Brano da leggere:
C’era una volta l’Unar, l’ufficio antidiscriminazioni interno al dipartimento Pari opportunità della presidenza del Consiglio. Un organismo nazionale, istituito in attuazione di una direttiva europea, «autonomo e indipendente». Un lavoro decennale alle spalle contro tutte le discriminazioni, incluse quelle omotransfobiche. C’è ancora, in teoria.

Tuttavia, da quando è presidente del Consiglio Giorgia Meloni, che nel 2017 chiese l’immediata chiusura tramite un’interrogazione parlamentare, lavora un po’ meno. Qualche convegno e concilianti comunicati stampa. L’Unar risponde al vento della politica come la più docile e temprata delle vele.

Esercizio scritto 1: Elenca tutti gli uffici e gli organi istituzionali nominati nel brano sull'Unar.
Esercizio scritto 2: Ricopia fedelmente dal brano sull'Unar il passo che si apre con le parole contenenti "C’era una volta" e si chiude con "ancora, in teoria.".

Dati presentati:
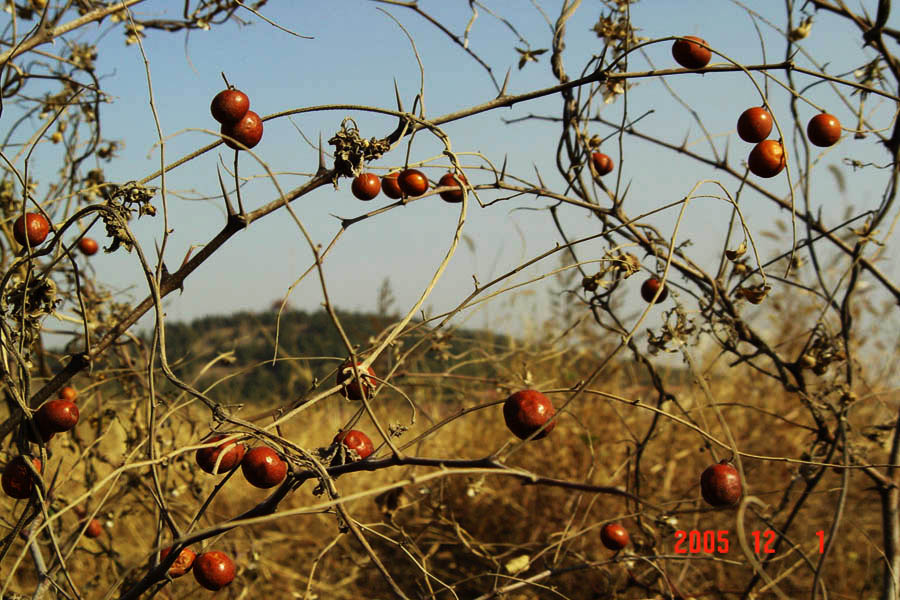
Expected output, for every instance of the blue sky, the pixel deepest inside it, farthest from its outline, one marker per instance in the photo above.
(357, 54)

Esito dell'esercizio 1: l'Unar; il dipartimento Pari opportunità; la presidenza del Consiglio

Esito dell'esercizio 2:
C’era una volta l’Unar, l’ufficio antidiscriminazioni interno al dipartimento Pari opportunità della presidenza del Consiglio. Un organismo nazionale, istituito in attuazione di una direttiva europea, «autonomo e indipendente». Un lavoro decennale alle spalle contro tutte le discriminazioni, incluse quelle omotransfobiche. C’è ancora, in teoria.